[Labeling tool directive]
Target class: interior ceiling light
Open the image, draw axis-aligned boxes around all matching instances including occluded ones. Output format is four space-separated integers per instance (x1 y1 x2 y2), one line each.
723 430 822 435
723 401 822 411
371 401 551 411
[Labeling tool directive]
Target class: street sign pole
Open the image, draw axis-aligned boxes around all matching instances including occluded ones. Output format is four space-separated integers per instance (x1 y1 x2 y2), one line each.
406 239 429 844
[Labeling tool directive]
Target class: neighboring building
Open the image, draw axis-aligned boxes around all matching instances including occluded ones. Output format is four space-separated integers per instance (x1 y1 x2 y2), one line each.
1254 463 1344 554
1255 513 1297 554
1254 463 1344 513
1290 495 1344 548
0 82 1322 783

REQUIRED WORK:
Present every line of the listing above as a numbered list, skipping any blank lines.

OUTPUT FOR THIS EXERCISE:
1. [Labeling tool directive]
2. Target class: interior ceiling light
3. Open the image, draw axis-aligned boxes around all matching instances including occluded ones. Output format is four space-separated integers per instance (x1 y1 x2 y2), one line each.
4. 723 430 822 435
5. 723 401 822 411
6. 371 401 551 411
7. [Labeling tool directive]
8. Target class: street sign pole
9. Open the image, draw axis-aligned boxes around all matching instances including occluded ones. Output format is four space-separated integers per instance (x1 y1 x2 y2), one line each.
10. 406 239 429 844
11. [Labeling tool directive]
12. Target class: neighboring building
13. Open the image, draw axis-aligned boxes around all matching instances including occluded ones. Output format is four space-separated integers per instance (x1 y1 x2 y2), one line each.
14. 1254 463 1344 554
15. 1255 513 1297 554
16. 1254 463 1344 513
17. 1290 495 1344 548
18. 0 82 1322 783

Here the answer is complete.